- **WHAT THE EXERCISE ASKS**
Collect each line in the listing below that contains the word "white". Case counts.

- **SUPPLIED MATERIAL**
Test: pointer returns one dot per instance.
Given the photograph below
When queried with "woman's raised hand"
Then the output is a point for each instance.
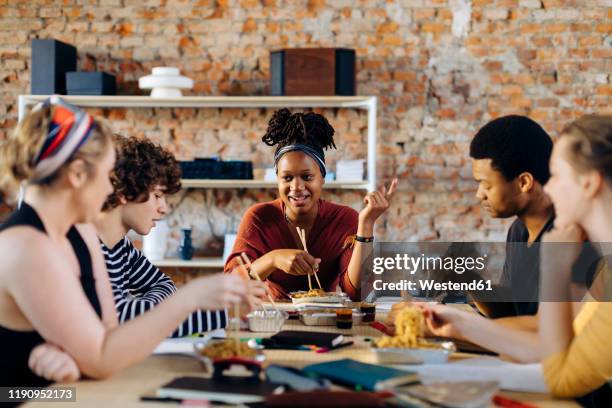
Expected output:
(377, 202)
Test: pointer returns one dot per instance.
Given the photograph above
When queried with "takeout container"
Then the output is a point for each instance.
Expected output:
(331, 297)
(266, 321)
(437, 355)
(325, 317)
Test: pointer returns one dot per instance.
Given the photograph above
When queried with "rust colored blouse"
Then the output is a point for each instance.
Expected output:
(264, 228)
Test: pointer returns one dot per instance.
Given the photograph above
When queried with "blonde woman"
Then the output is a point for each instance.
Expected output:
(576, 364)
(53, 282)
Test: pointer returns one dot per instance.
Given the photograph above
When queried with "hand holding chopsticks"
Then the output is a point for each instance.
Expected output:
(249, 265)
(302, 234)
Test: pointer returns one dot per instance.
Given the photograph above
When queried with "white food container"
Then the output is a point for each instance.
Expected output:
(268, 321)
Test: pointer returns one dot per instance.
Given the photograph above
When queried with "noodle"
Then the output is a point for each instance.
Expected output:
(311, 293)
(409, 329)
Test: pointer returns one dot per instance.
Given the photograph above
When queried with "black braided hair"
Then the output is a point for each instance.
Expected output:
(286, 128)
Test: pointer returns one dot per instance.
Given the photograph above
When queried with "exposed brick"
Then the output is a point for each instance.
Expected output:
(549, 59)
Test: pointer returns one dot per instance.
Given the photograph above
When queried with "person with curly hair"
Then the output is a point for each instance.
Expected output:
(54, 289)
(143, 176)
(337, 237)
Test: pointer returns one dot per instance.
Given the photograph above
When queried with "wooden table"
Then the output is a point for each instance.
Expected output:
(125, 388)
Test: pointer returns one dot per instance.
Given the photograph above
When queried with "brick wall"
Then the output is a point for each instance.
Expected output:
(441, 69)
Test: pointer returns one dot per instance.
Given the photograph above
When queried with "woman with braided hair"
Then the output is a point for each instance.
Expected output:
(337, 237)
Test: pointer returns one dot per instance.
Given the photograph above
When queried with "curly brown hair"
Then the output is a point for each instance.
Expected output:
(141, 166)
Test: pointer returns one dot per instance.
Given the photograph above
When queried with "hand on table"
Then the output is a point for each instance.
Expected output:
(445, 321)
(50, 362)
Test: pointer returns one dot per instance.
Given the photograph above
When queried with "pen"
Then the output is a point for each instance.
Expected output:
(506, 402)
(326, 349)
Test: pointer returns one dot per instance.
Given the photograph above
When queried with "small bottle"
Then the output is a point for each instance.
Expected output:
(344, 318)
(185, 248)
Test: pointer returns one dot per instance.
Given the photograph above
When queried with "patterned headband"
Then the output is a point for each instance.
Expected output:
(309, 150)
(69, 129)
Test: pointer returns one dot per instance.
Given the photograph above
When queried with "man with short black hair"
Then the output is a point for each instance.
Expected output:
(510, 158)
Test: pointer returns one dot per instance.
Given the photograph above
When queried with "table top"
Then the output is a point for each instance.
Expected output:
(125, 388)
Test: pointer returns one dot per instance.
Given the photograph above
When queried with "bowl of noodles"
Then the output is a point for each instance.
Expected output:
(408, 345)
(317, 296)
(210, 351)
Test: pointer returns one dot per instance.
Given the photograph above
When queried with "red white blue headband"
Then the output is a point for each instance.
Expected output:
(69, 129)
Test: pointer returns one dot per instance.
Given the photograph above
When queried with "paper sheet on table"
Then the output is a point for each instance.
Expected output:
(184, 345)
(511, 376)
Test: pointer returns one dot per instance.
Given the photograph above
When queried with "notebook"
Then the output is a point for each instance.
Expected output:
(297, 338)
(364, 376)
(232, 390)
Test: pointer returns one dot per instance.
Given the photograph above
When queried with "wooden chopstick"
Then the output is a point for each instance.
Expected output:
(237, 327)
(249, 265)
(302, 235)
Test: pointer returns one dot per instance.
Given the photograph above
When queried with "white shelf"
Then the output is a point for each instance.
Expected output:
(230, 184)
(192, 263)
(368, 103)
(112, 101)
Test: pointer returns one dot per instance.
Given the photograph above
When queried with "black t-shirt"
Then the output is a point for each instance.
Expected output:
(521, 271)
(522, 267)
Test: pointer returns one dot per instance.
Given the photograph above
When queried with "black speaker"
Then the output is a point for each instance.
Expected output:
(51, 59)
(312, 71)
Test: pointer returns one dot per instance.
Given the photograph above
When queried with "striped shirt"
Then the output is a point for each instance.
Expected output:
(139, 286)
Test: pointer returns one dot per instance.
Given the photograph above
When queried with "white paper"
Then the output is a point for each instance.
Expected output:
(511, 376)
(184, 345)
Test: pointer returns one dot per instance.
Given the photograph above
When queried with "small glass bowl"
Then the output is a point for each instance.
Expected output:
(266, 320)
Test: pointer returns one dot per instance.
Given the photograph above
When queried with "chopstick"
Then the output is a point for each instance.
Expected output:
(248, 262)
(302, 235)
(245, 268)
(237, 327)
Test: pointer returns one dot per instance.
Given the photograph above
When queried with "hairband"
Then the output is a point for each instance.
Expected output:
(69, 129)
(309, 150)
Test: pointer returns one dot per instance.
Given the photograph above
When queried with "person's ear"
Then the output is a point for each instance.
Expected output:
(77, 173)
(592, 183)
(525, 182)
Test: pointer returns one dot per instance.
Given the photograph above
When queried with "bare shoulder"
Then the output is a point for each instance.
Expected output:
(89, 235)
(28, 250)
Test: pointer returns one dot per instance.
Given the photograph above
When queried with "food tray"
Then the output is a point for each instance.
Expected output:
(207, 362)
(437, 355)
(325, 318)
(331, 297)
(266, 321)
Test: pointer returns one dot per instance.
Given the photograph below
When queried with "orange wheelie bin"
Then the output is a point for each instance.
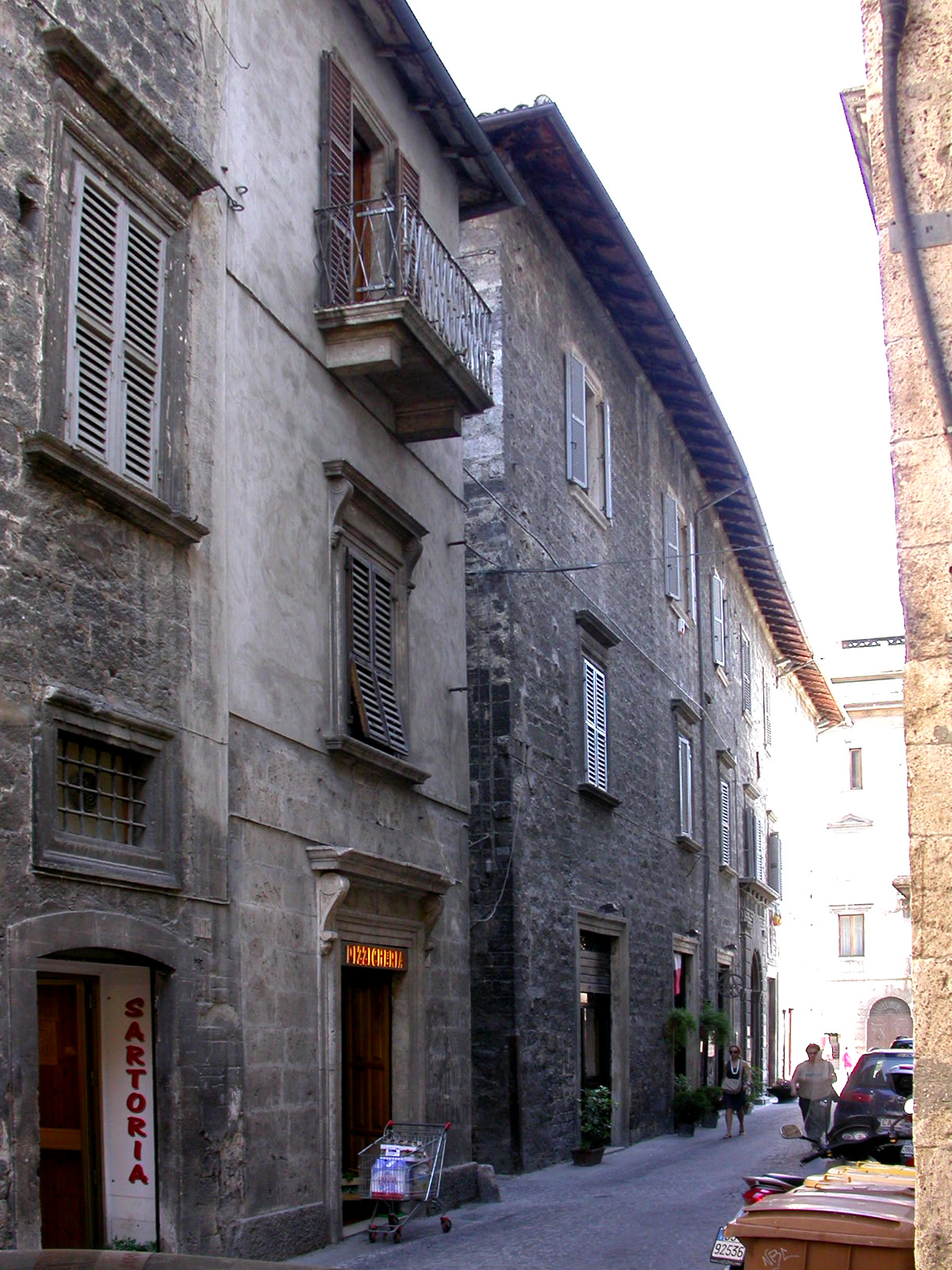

- **ANSWER TO THE PROBLEM**
When queried with "white food container"
When queried with "red white blue headband"
When queried with "white shelf"
When queried with "white paper"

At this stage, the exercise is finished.